▸ Objectif: Réécrivez sous forme de liste JSON de chaînes les lignes ci-dessous, à raison d'une chaîne par ligne et sans les lignes vides. Commencez par la ligne contenant « Where can you find the stone » et terminez par la dernière ligne, ces deux lignes étant comprises.
○ ○ ○
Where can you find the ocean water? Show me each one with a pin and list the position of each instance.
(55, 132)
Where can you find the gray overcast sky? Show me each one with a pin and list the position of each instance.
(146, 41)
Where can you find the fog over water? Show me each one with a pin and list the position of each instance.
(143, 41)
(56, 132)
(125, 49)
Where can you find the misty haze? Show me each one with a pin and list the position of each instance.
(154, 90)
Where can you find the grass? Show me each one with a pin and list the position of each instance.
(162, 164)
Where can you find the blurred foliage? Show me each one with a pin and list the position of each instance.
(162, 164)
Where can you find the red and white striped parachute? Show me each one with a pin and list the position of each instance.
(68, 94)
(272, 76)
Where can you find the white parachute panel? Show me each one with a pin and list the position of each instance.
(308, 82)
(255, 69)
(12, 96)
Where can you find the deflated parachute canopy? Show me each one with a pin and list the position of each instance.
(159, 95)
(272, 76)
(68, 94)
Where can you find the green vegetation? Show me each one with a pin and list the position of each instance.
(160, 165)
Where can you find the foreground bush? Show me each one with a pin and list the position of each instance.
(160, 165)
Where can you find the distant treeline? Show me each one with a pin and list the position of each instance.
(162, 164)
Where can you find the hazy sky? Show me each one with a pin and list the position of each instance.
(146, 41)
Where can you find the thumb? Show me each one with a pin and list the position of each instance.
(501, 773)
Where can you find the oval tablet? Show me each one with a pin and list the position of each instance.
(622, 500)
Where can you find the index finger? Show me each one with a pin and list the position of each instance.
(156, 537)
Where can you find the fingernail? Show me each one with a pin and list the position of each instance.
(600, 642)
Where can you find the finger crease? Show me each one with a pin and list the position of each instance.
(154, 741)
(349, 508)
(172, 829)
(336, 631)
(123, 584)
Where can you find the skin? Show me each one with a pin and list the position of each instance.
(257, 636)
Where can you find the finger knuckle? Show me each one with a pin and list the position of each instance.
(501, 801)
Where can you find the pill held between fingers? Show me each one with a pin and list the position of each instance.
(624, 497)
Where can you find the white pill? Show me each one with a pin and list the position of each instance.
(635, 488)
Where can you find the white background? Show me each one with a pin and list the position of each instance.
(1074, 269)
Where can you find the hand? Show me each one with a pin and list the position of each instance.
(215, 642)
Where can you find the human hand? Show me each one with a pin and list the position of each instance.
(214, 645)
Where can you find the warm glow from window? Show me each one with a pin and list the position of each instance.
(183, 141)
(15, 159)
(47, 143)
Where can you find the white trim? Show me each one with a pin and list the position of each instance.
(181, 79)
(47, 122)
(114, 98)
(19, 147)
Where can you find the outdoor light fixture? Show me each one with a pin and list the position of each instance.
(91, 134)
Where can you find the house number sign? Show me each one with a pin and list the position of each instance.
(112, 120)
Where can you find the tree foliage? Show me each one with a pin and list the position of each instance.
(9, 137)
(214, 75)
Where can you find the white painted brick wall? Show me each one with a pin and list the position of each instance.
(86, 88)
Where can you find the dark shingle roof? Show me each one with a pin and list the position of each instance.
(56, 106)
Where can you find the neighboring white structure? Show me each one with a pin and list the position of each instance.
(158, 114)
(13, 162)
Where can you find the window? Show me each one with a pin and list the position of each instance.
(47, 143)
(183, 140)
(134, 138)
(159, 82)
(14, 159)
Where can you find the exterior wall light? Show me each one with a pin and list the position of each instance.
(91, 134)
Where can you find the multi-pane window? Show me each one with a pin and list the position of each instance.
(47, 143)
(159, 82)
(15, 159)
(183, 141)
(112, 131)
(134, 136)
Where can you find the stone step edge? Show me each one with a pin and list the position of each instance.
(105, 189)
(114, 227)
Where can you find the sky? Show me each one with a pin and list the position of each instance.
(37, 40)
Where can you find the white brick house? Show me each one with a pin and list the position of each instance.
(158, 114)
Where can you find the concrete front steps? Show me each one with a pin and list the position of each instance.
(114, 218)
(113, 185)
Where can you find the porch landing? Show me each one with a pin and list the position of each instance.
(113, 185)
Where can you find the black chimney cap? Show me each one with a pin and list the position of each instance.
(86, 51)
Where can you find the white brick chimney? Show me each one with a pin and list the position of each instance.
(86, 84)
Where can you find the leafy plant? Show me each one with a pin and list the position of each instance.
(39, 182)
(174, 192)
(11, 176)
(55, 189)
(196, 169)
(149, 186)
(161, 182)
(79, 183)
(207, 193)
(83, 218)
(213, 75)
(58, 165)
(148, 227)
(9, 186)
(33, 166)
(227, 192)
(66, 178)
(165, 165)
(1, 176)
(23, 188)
○ ○ ○
▸ Solution rédigée:
[
  "Where can you find the stone step edge? Show me each one with a pin and list the position of each instance.",
  "(105, 189)",
  "(114, 227)",
  "Where can you find the sky? Show me each one with a pin and list the position of each instance.",
  "(37, 40)",
  "Where can you find the white brick house? Show me each one with a pin and list the position of each instance.",
  "(158, 114)",
  "Where can you find the concrete front steps? Show me each one with a pin and list the position of each instance.",
  "(114, 218)",
  "(113, 185)",
  "Where can you find the porch landing? Show me each one with a pin and list the position of each instance.",
  "(113, 185)",
  "Where can you find the black chimney cap? Show me each one with a pin and list the position of each instance.",
  "(86, 51)",
  "Where can you find the white brick chimney? Show me each one with a pin and list the position of each instance.",
  "(86, 84)",
  "Where can you find the leafy plant? Show me each one with a pin and list the position of each instance.",
  "(39, 182)",
  "(174, 192)",
  "(11, 176)",
  "(55, 189)",
  "(196, 169)",
  "(149, 186)",
  "(161, 182)",
  "(79, 183)",
  "(207, 193)",
  "(83, 218)",
  "(213, 75)",
  "(58, 165)",
  "(148, 227)",
  "(9, 186)",
  "(33, 166)",
  "(227, 192)",
  "(66, 178)",
  "(165, 165)",
  "(1, 176)",
  "(23, 188)"
]